## Description of the task
Copy everything in the listing below, from the line containing "Point out every instance of the lion's front" down to the end of the listing, requests included. Shift each point coordinate in the answers by -11.

## Exercise inputs
§
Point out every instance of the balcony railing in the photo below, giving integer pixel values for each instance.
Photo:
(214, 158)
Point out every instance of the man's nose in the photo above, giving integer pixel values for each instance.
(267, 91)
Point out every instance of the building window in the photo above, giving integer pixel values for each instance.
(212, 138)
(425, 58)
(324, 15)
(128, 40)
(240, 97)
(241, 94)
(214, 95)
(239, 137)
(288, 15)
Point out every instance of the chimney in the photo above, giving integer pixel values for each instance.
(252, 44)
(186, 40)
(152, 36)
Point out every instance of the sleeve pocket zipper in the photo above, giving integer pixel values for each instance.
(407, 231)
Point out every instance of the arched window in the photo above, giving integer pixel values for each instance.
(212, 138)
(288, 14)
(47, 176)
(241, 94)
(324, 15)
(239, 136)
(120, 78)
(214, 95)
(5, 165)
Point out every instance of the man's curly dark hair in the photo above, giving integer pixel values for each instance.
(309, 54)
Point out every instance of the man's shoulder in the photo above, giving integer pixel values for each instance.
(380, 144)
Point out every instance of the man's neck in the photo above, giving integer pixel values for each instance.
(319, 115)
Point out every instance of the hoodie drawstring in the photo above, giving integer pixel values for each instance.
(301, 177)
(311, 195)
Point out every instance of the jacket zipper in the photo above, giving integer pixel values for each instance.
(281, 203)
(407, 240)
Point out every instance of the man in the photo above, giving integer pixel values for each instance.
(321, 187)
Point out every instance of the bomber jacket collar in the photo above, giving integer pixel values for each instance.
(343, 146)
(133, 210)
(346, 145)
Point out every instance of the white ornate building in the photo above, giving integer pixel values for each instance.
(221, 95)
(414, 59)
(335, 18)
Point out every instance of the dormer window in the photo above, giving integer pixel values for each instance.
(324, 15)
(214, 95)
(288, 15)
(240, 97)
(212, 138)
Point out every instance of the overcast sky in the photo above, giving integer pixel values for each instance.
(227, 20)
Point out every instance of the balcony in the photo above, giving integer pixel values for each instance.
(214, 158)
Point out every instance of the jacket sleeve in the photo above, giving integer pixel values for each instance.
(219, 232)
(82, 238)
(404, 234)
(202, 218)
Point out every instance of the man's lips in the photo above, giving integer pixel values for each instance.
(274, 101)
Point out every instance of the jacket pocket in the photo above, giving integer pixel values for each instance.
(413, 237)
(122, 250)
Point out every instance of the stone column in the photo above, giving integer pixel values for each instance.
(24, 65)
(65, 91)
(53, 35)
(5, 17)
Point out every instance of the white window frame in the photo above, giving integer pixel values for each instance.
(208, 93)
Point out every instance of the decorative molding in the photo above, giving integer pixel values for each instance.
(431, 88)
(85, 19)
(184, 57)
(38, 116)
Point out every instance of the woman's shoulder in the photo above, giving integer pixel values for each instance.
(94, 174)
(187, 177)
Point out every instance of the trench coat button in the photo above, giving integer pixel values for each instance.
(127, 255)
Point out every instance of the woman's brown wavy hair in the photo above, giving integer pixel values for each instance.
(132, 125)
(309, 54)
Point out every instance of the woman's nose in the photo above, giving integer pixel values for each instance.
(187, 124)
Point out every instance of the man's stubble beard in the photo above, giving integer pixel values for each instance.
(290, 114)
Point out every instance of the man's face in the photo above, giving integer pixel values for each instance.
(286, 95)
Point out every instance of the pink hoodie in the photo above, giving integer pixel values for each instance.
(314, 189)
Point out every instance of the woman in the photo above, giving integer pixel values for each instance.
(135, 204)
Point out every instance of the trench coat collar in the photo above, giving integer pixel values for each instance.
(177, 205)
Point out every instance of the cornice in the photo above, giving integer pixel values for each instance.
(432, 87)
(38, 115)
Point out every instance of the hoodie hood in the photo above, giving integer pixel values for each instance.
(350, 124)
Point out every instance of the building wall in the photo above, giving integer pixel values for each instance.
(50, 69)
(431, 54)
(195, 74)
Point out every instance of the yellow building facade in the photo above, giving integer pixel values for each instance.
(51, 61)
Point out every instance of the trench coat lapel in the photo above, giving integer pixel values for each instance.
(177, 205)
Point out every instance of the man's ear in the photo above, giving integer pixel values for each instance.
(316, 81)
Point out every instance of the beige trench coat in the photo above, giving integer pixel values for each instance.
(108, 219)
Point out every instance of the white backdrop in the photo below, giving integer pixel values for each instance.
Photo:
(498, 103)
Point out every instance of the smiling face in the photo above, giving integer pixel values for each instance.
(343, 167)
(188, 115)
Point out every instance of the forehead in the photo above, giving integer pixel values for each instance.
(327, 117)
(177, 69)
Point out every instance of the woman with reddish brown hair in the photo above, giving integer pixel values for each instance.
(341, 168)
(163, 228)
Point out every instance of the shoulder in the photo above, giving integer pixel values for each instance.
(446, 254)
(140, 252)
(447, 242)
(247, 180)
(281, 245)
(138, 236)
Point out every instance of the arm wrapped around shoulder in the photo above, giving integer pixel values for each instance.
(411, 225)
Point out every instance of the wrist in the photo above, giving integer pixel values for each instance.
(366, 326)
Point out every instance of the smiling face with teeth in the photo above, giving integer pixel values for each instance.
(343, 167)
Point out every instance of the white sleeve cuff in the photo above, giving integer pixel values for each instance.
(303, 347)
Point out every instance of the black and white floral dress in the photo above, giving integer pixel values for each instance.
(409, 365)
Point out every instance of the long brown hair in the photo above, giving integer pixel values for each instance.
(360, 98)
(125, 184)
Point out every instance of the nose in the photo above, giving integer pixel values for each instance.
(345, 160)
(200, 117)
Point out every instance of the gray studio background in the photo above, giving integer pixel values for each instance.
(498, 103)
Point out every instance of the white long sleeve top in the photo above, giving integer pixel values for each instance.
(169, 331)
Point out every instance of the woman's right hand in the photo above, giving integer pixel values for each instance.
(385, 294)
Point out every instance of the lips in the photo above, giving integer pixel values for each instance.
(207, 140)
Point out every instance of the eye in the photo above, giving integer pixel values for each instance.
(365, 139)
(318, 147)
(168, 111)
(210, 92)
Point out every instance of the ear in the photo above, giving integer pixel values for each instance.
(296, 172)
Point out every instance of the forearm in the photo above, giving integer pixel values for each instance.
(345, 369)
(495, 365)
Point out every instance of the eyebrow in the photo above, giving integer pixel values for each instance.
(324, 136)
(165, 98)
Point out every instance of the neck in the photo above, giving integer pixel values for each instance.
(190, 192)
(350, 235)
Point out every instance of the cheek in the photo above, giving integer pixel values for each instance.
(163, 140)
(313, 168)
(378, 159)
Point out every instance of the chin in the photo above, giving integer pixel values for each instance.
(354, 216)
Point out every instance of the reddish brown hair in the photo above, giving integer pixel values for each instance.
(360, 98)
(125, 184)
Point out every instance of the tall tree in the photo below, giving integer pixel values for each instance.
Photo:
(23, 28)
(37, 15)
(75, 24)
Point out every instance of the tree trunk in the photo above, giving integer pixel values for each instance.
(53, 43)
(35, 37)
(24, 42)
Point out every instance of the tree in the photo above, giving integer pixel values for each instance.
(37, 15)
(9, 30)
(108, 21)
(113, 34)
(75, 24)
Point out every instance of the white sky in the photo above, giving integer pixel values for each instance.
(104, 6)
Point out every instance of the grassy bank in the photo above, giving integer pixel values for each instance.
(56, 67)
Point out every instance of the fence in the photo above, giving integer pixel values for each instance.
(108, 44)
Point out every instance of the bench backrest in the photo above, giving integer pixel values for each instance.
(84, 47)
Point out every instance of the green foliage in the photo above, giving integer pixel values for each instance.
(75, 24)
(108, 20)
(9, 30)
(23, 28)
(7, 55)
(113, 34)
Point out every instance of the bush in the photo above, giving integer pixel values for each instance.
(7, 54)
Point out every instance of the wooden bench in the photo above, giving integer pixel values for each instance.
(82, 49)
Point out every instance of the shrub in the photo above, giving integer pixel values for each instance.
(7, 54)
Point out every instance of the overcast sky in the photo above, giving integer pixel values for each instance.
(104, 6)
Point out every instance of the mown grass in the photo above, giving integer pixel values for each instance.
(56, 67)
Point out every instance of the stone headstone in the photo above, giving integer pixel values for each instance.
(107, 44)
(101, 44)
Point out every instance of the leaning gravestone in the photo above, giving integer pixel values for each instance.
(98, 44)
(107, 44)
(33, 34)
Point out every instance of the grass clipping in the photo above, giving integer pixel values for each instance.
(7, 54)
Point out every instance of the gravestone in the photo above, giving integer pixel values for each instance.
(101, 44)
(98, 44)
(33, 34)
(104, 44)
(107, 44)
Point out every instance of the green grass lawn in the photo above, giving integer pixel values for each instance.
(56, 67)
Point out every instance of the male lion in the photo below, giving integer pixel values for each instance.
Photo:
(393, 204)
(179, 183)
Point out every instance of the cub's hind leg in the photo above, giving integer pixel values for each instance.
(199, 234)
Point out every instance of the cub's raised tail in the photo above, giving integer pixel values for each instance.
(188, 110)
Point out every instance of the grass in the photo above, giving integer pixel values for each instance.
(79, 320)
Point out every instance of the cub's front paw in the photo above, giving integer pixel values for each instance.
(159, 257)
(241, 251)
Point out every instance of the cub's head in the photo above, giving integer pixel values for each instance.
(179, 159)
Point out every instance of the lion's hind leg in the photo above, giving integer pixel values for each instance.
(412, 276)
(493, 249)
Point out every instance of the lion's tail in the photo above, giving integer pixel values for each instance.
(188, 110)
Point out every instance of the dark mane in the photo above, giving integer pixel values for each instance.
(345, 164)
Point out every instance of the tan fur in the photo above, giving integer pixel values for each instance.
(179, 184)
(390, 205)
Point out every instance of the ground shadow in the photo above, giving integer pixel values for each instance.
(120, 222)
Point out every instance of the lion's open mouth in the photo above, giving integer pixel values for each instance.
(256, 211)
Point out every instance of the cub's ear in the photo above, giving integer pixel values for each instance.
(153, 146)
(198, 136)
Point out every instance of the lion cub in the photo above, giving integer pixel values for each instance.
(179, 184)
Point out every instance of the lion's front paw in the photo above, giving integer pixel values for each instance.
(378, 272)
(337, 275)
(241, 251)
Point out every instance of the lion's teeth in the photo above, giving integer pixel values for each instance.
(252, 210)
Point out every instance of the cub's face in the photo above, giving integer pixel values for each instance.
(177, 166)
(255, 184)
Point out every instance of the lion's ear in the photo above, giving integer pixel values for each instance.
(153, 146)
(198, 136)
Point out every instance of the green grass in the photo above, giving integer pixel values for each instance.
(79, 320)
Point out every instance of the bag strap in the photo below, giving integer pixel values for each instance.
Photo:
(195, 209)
§
## Response to the exercise
Point out every instance of the lion's front paw in the photo above, giving integer pixel values for each instance.
(367, 261)
(326, 264)
(230, 240)
Point out every instance of the lion's teeth in the photo above, giving integer pixel values for each instance.
(241, 199)
Point out every instance of the cub's face in the photo above, giving integer pixel values for each instance.
(166, 155)
(244, 173)
Point out every instance of the lion's ear in the photo above, giving integer pixel values for each instance.
(142, 135)
(187, 125)
Point out every instance of the green grass in the photo above, giving integer pixel values for each instance.
(68, 309)
Point out every instance of the bag strap in the photo below, giving integer pixel values for each instance.
Photo:
(184, 198)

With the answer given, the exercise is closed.